Text block:
>> start

Downtown bank building on preservation wishlist

Silver Spring’s preservationistas want a 1950s Georgia Avenue office building placed on a statewide list of endangered sites.

Photo: The Perpetual Bank Building. Courtesy of MNCPPC.

Photo: The Perpetual Bank Building. Courtesy of MNCPPC.

Jerry McCoy, president of the Silver Spring Historical Society, told The Penguin via email that his organization wants the Perpetual Building added to Preservation Maryland‘s protection wishlist. The building at 8700 Georgia Ave currently houses a SunTrust Bank branch, as well as studio space for the dance troupe Tappers With Attitude.

But the five-story, 51-year-old building once served as a branch of the Perpetual Bank, according to documents submitted previously to the county’s planning board. Preservationists claim the bank financed many Montgomery County homes back in the day, and was among the first banks to give mortgages to the county’s black residents.

>> end

Data section:

>> start

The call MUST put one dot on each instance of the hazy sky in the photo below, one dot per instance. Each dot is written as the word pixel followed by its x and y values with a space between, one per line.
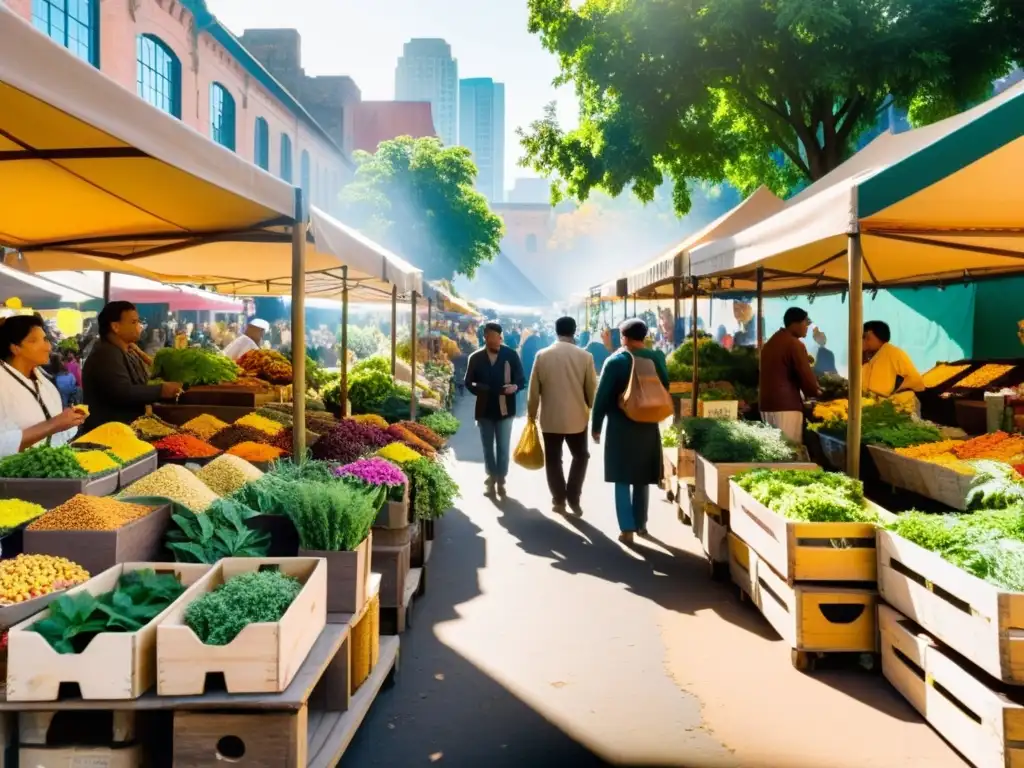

>> end

What is asked:
• A. Quote the bank building article from "But the five-story, 51-year-old" to "county’s black residents.".
• B. Continue the bank building article from the point where it stops.

Expected results:
• A.
But the five-story, 51-year-old building once served as a branch of the Perpetual Bank, according to documents submitted previously to the county’s planning board. Preservationists claim the bank financed many Montgomery County homes back in the day, and was among the first banks to give mortgages to the county’s black residents.

• B.
“The loss of this building would result in a significant loss to the architecture of Silver Spring,” Marcy Stickle, a member of Silver Spring’s historical society, testified at a 2008 planning board meeting. Isabelle Gournay and Mary Corbin Sies, both associate professors with the University of Maryland, labeled the building’s style “suburban Baby Boom modernism”.

But some don’t see its architectural significance. The bank had branches in The District, on Wisconsin Avenue in Bethesda, and off East-West Highway in Hyattsville built in the same style. The two buildings in Maryland are still used as office space, according to planning board documents.

“The goal of preservation is to enrich the community by preventing the demolition of buildings that create a unique sense of place or are exceptional examples of architecture for their day,” Wheaton economist Cavan Wilk wrote on the blog “Greater Greater Washington”. “The Perpetual Banking Building is neither.”

Even the building’s current owner isn’t buying the history argument. Preservation was never raised until plans to erect a new building on the site were presented in November 2006, landlord rep Patricia Harris told the planning board last year. The proposed project offers ground-floor retail, office space, apartments and a pocket park.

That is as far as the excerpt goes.